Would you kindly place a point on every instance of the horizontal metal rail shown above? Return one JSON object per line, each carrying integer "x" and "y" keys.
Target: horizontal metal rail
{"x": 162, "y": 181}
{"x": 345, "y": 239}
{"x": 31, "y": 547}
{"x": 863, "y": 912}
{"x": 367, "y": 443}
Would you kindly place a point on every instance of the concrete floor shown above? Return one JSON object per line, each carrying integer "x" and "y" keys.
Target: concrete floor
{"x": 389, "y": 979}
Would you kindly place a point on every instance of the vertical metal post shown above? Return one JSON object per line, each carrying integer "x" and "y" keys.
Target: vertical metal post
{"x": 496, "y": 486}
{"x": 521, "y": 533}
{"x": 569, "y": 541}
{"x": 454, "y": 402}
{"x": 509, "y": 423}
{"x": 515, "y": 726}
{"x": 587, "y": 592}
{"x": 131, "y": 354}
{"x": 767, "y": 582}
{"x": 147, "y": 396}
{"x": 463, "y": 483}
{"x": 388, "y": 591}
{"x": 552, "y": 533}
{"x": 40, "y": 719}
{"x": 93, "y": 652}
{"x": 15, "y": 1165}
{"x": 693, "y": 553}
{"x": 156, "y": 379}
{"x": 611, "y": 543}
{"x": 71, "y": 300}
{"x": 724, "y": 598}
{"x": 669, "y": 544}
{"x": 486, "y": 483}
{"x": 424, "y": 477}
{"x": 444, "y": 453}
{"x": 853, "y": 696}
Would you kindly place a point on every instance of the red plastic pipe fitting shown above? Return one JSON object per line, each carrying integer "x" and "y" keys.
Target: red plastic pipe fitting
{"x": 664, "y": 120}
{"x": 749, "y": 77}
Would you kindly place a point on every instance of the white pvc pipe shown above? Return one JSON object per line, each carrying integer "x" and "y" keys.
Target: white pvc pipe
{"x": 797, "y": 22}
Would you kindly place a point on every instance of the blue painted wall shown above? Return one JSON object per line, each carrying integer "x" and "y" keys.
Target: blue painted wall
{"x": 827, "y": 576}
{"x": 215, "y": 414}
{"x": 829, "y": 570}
-----
> THE TASK: Copy each line of the data exactly, leaving nothing out.

> ANSWER TO THIS EXERCISE:
Would you kindly place a point on every instance of the horizontal metal rail shown above? Return one JSON object per line, each carrying integer "x" and "y" keys.
Target: horizontal metal rail
{"x": 162, "y": 181}
{"x": 345, "y": 239}
{"x": 31, "y": 547}
{"x": 863, "y": 912}
{"x": 367, "y": 443}
Would you kindly place a point on every instance of the concrete floor shown above? Return one JSON object per line, each carrying integer "x" and "y" keys.
Target: concrete floor
{"x": 389, "y": 979}
Would you kindly place a point on every instance of the vertical metal post shown above? Return one JSON object per line, each carrying integer "x" and "y" keys.
Target: vertical metal post
{"x": 496, "y": 486}
{"x": 521, "y": 533}
{"x": 569, "y": 541}
{"x": 454, "y": 402}
{"x": 509, "y": 423}
{"x": 515, "y": 726}
{"x": 587, "y": 592}
{"x": 131, "y": 354}
{"x": 767, "y": 582}
{"x": 147, "y": 396}
{"x": 463, "y": 483}
{"x": 388, "y": 591}
{"x": 552, "y": 533}
{"x": 40, "y": 719}
{"x": 93, "y": 652}
{"x": 15, "y": 1165}
{"x": 693, "y": 553}
{"x": 156, "y": 379}
{"x": 611, "y": 543}
{"x": 71, "y": 300}
{"x": 724, "y": 598}
{"x": 669, "y": 544}
{"x": 486, "y": 483}
{"x": 424, "y": 477}
{"x": 444, "y": 453}
{"x": 853, "y": 696}
Would you kindly place a point on every instance of the red plastic pipe fitting shown above? Return one JSON object per line, each carrying integer "x" and "y" keys.
Target: red plastic pipe fitting
{"x": 664, "y": 120}
{"x": 749, "y": 77}
Would you kindly place a point on every instance of the white pvc pipe shown above? Return one JSON object per line, each carrying integer "x" and "y" keys.
Target: white pvc pipe
{"x": 797, "y": 22}
Would you kindly place a point on every instance of the blue painted wall shown above? Return one JSON object per line, each carrying integer "x" and "y" keys.
Target: blue painted wall
{"x": 827, "y": 576}
{"x": 215, "y": 414}
{"x": 829, "y": 570}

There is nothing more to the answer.